*Objective*
Rewrite every line of the items below as a numbered list with blank lines removed, and leave out the pictures.

*Information shown*
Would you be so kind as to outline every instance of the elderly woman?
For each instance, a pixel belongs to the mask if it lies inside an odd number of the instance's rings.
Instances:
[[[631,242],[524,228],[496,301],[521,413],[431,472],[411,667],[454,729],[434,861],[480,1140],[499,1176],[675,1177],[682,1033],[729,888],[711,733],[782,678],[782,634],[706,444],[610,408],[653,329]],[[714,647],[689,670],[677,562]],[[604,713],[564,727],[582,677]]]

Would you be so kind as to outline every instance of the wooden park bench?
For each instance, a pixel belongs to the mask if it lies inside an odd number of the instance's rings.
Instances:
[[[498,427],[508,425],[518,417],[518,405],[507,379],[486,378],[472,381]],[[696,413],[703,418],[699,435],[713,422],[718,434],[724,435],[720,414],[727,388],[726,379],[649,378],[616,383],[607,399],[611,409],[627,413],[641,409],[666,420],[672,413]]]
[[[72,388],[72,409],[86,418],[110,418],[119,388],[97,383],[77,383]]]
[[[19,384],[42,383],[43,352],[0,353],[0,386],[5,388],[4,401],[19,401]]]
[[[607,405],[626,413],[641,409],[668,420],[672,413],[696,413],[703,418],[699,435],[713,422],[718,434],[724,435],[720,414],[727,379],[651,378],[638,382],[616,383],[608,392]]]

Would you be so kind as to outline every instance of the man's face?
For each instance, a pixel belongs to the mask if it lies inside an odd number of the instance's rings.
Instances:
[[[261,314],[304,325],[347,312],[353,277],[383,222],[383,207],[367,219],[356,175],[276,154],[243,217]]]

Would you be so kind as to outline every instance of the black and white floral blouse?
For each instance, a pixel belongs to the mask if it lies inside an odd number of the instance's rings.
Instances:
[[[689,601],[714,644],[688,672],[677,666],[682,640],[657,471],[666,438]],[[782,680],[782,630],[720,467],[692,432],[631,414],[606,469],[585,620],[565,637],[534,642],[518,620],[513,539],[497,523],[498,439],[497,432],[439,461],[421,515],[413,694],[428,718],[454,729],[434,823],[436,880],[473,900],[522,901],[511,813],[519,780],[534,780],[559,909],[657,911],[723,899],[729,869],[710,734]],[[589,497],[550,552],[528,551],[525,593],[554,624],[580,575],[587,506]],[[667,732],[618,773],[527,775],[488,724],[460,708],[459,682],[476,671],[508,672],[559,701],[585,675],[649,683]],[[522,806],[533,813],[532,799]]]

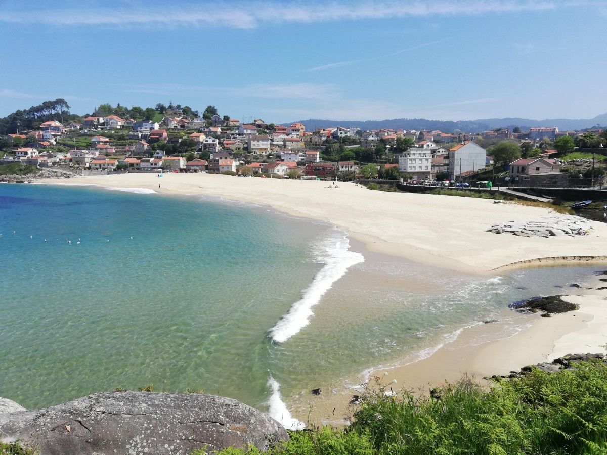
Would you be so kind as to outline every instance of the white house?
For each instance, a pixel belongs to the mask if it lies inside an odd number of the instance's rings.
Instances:
[[[285,149],[303,149],[304,142],[301,138],[285,138],[284,146]]]
[[[270,152],[270,138],[267,136],[251,135],[248,140],[249,152],[267,155]]]
[[[185,169],[186,159],[183,157],[164,157],[163,159],[162,167],[165,169]]]
[[[139,166],[144,172],[151,172],[162,167],[163,160],[160,158],[142,158]]]
[[[38,154],[38,151],[36,149],[32,149],[30,147],[22,147],[21,149],[17,149],[15,150],[15,152],[17,158],[19,159],[35,157]]]
[[[305,159],[305,153],[296,150],[283,149],[280,150],[280,159],[283,161],[300,161]]]
[[[253,125],[240,125],[238,129],[239,135],[254,135],[257,133],[257,129]]]
[[[70,150],[69,154],[73,164],[88,166],[99,153],[94,150]]]
[[[318,155],[318,150],[307,150],[305,151],[305,161],[308,163],[318,163],[320,161]]]
[[[220,148],[219,141],[212,136],[209,136],[202,140],[203,150],[208,150],[209,152],[219,152]]]
[[[350,136],[353,136],[350,130],[350,128],[342,128],[339,126],[337,127],[335,130],[333,132],[333,137],[335,139],[339,139],[340,138],[345,138]]]
[[[339,161],[337,163],[337,170],[340,172],[356,172],[358,166],[354,164],[354,161]]]
[[[429,180],[432,153],[427,149],[409,149],[398,157],[398,170],[410,174],[416,180]]]
[[[270,175],[284,176],[290,169],[291,169],[291,167],[284,163],[268,163],[262,167],[262,172],[265,174],[269,174]]]
[[[485,167],[487,151],[473,142],[466,141],[449,149],[449,178]]]
[[[118,130],[126,124],[126,121],[117,115],[108,115],[103,121],[106,130]]]
[[[236,172],[236,162],[234,160],[220,160],[219,166],[220,172]]]
[[[117,160],[93,160],[90,161],[90,169],[97,170],[115,170],[117,164]]]

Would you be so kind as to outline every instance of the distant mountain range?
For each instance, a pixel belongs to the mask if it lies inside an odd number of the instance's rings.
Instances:
[[[440,130],[444,133],[453,133],[455,130],[463,132],[478,133],[497,128],[514,128],[528,130],[534,127],[557,126],[559,130],[583,130],[597,125],[607,125],[607,113],[597,115],[589,119],[549,118],[544,120],[532,120],[529,118],[484,118],[479,120],[464,120],[459,121],[428,120],[425,118],[393,118],[386,120],[366,120],[353,121],[349,120],[322,120],[311,118],[300,120],[299,123],[305,125],[306,130],[315,130],[331,126],[344,126],[360,128],[366,130],[378,130],[382,128],[404,130]],[[285,124],[285,125],[291,124]]]

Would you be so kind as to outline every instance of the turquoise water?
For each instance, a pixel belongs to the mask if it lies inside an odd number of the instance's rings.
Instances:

*Solution for this problem*
1. Would you be so kind as to outline every instance of the elderly woman?
2. For each instance, a pixel belongs to the mask if it lies inside an odd number of the instance's rings.
3. Instances:
4. [[[631,242],[524,228],[496,301],[521,413],[431,472],[411,667],[454,729],[434,861],[480,1140],[499,1176],[675,1177],[682,1033],[729,888],[711,733],[782,678],[782,634],[706,444],[610,408],[653,329]],[[714,647],[689,670],[677,562]],[[604,713],[564,727],[582,677]]]
5. Would you be so kind as to outline every instance of the wooden park bench?
6. For each instance, a pixel belongs to the mask if it lies inside an odd number of the instance's rings.
7. Instances:
8. [[[498,427],[508,425],[518,417],[518,405],[507,379],[486,378],[472,381]],[[696,413],[703,418],[699,435],[713,422],[718,434],[724,435],[720,414],[727,388],[726,379],[649,378],[616,383],[607,399],[611,409],[627,413],[641,409],[666,420],[672,413]]]
9. [[[72,388],[72,409],[86,418],[110,418],[119,388],[97,383],[77,383]]]
10. [[[19,384],[42,383],[43,352],[0,353],[0,386],[5,388],[4,401],[19,401]]]
11. [[[607,405],[626,413],[641,409],[668,420],[672,413],[696,413],[703,418],[699,435],[713,422],[718,434],[724,435],[720,414],[727,379],[651,378],[638,382],[616,383],[608,392]]]
12. Would you be so kind as to outline every instance of the man's face?
13. For each instance, a pixel belongs to the mask if it lies inside an odd number of the instance's rings.
14. Instances:
15. [[[261,314],[304,325],[347,312],[353,277],[383,222],[383,207],[367,219],[356,175],[276,154],[243,217]]]
16. Would you be so kind as to outline every instance of the black and white floral blouse?
17. For each instance, a pixel belongs to the mask if it lies inside an odd number of the instance's rings.
18. Instances:
19. [[[689,601],[714,644],[688,672],[677,666],[682,640],[657,471],[666,438]],[[782,680],[782,630],[720,467],[692,432],[631,414],[606,469],[585,620],[565,637],[534,642],[518,620],[513,539],[497,523],[498,439],[497,432],[439,461],[421,515],[413,694],[428,718],[454,729],[434,823],[436,880],[473,900],[522,901],[511,813],[519,780],[534,780],[559,909],[657,911],[723,899],[729,869],[710,734]],[[589,497],[550,552],[528,551],[525,593],[554,624],[580,575],[587,506]],[[667,732],[618,773],[527,775],[488,724],[460,708],[459,682],[476,671],[508,672],[559,701],[585,675],[649,683]],[[522,806],[533,813],[532,799]]]
20. Would you be so kind as to outline every instance of the white house?
21. For each instance, a pixel belongs to the mask if it lies inside an odd number of the instance's rings.
22. Instances:
23. [[[285,149],[303,149],[304,142],[301,138],[285,138],[284,146]]]
24. [[[270,152],[270,138],[267,136],[251,135],[248,140],[249,152],[267,155]]]
25. [[[185,169],[186,159],[183,157],[164,157],[163,159],[162,167],[165,169]]]
26. [[[139,166],[144,172],[151,172],[162,167],[163,160],[160,158],[142,158]]]
27. [[[38,154],[38,151],[36,149],[32,149],[30,147],[22,147],[21,149],[17,149],[15,150],[15,152],[17,158],[19,159],[35,157]]]
28. [[[305,159],[305,153],[296,150],[283,149],[280,150],[280,159],[283,161],[300,161]]]
29. [[[253,125],[240,125],[238,129],[239,135],[254,135],[257,133],[257,129]]]
30. [[[70,150],[69,154],[73,164],[88,166],[99,153],[94,150]]]
31. [[[318,155],[318,150],[307,150],[305,151],[305,161],[308,163],[318,163],[320,161]]]
32. [[[220,148],[219,141],[212,136],[209,136],[202,140],[203,150],[208,150],[209,152],[219,152]]]
33. [[[350,136],[353,136],[350,130],[350,128],[342,128],[339,126],[337,127],[335,130],[333,132],[333,137],[335,139],[339,139],[340,138],[345,138]]]
34. [[[339,161],[337,163],[337,170],[340,172],[356,172],[358,166],[354,164],[354,161]]]
35. [[[429,180],[432,153],[427,149],[409,149],[398,157],[398,170],[410,174],[416,180]]]
36. [[[270,175],[284,176],[290,169],[291,169],[291,167],[284,163],[268,163],[262,167],[262,172],[265,174],[269,174]]]
37. [[[485,167],[487,151],[473,142],[466,141],[449,149],[449,178]]]
38. [[[118,130],[126,124],[126,121],[117,115],[108,115],[103,121],[106,130]]]
39. [[[236,172],[236,162],[234,160],[220,160],[219,166],[220,172]]]
40. [[[117,160],[93,160],[90,161],[90,169],[97,170],[115,170],[117,164]]]
41. Would you be so kind as to outline every instance of the distant mountain range?
42. For each instance, a pixel belongs to the mask if it lies inside an odd number of the instance's rings.
43. Instances:
44. [[[440,130],[444,133],[453,133],[455,130],[463,132],[478,133],[497,128],[514,128],[528,130],[534,127],[557,126],[559,130],[583,130],[597,125],[607,125],[607,113],[597,115],[589,119],[549,118],[544,120],[532,120],[529,118],[484,118],[479,120],[464,120],[459,121],[428,120],[425,118],[393,118],[386,120],[366,120],[353,121],[349,120],[322,120],[311,118],[300,120],[299,123],[305,125],[306,130],[315,130],[331,126],[344,126],[360,128],[366,130],[378,130],[382,128],[404,130]],[[285,124],[285,125],[291,124]]]
45. Would you be so kind as to outline every instance of the turquoise water?
46. For each instance, a pixel belongs to the mask if it lies inside an odd number of the instance's rings.
47. Instances:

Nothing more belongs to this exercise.